Literatur | Nummer 286 - April 1998 | Sachbuch

Faschismus und Nationalsozialismus in Lateinamerika

Zwei unterschiedliche Perspektiven

Jürgen Müller hat mit seiner Dissertation „Nationalsozialismus in Lateinamerika – die Auslandsorganisation der NSDAP in Argentinien, Brasilien, Chile und Mexiko, 1931-1945“ die erste umfassende und systematische Arbeit zur NSDAP/AO in Lateinamerika vorgelegt. Simone Schwarz vergleicht in dem gleichzeitig erschienenen Buch “Chile im Schatten faschistischer Bewegungen” die chilenische faschistische Bewegung MNS (Movimiento Nacional Socialista) der dreißiger Jahre, die Landesgruppe Chile der AO und die 1970 gegründete Bewegung “Vaterland und Freiheit”.

Dieter Maier

Zunächst zu der Dissertation Jürgen Müllers. Um die AO in Lateinamerika ranken sich wohlgepflegte Legenden von einer „fünften Kolonne“ des nach Weltmacht strebenden Hitlerdeutschland. Müller zeigt, daß die AO eine untergeordnete Abteilung der NSDAP war und sich in endlosen Querelen mit dem Auswärtigen Amt und parallelen Parteistrukturen zerrieb. Die Überschätzung der AO durch die Kriegsalliierten und ihre Mythologisierung nach 1945 ist durch Müllers faktenreiche Analyse widerlegt.

• Aufgabe 1
Beantworte anhand der Buchbesprechung über Faschismus in Lateinamerika:
(a) Welche vier Länder behandelt die Dissertation von Jürgen Müller?
(b) In welchem Jahr wurde die Bewegung „Vaterland und Freiheit“ gegründet?
(c) Womit lag die AO laut Müller in endlosen Querelen?
• Aufgabe 2
Setze die Buchbesprechung über Faschismus in Lateinamerika im selben Ton um einen Absatz fort.

• Vorliegendes Material

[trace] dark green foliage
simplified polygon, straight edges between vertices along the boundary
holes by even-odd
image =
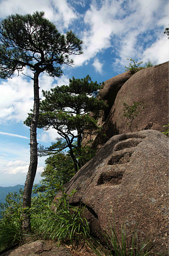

• Lösung 1
(a) Argentinien, Brasilien, Chile und Mexiko.
(b) 1970.
(c) Mit dem Auswärtigen Amt und mit parallelen Parteistrukturen.

• Lösung 2
Die NSDAP verstand sich nicht als nationalstaatliche Institution. Sie wollte die Partei der deutschen „Volksgemeinschaft“ sein und beanspruchte überall dort ein Organisationsrecht, wo deutschstämmige Minderheiten lebten. Deshalb wurde die in regionale Gaue untergliederte NSDAP um einen weiteren, überregionalen Gau – eben die AO – erweitert. Für die Nationalsozialisten galt das Gleichschaltungsgesetz des Deutschen Reiches auf der ganzen Welt. Deshalb machten sich die lateinamerikanischen Landesgruppen der AO daran, alle deutschen Gesangs- und Turnvereine, Jugendgruppen, deutschen Schulen usw. der Partei zu unterstellen. Einige Vereine wehrten sich, und sei es aus purer Dickköpfigkeit. Eine katholische, deutschsprachige Zeitung in Chile brachte das im Rückblick grausig-verwirrende Argument: „Wir wollen nicht die Rolle der Juden in Deutschland spielen“, also nicht durch den Druck einer deutschen Zentrale in die Rolle einer sich absondernden Minderheit geraten. Die deutschen evangelischen Gemeinden in Lateinamerika bekannten sich in ihrer Mehrheit zum Nationalsozialismus (dieses Thema wäre eine eigene Untersuchung wert). Die deutschen Katholiken, die sich am Vatikan orientierten, waren viel zurückhaltender.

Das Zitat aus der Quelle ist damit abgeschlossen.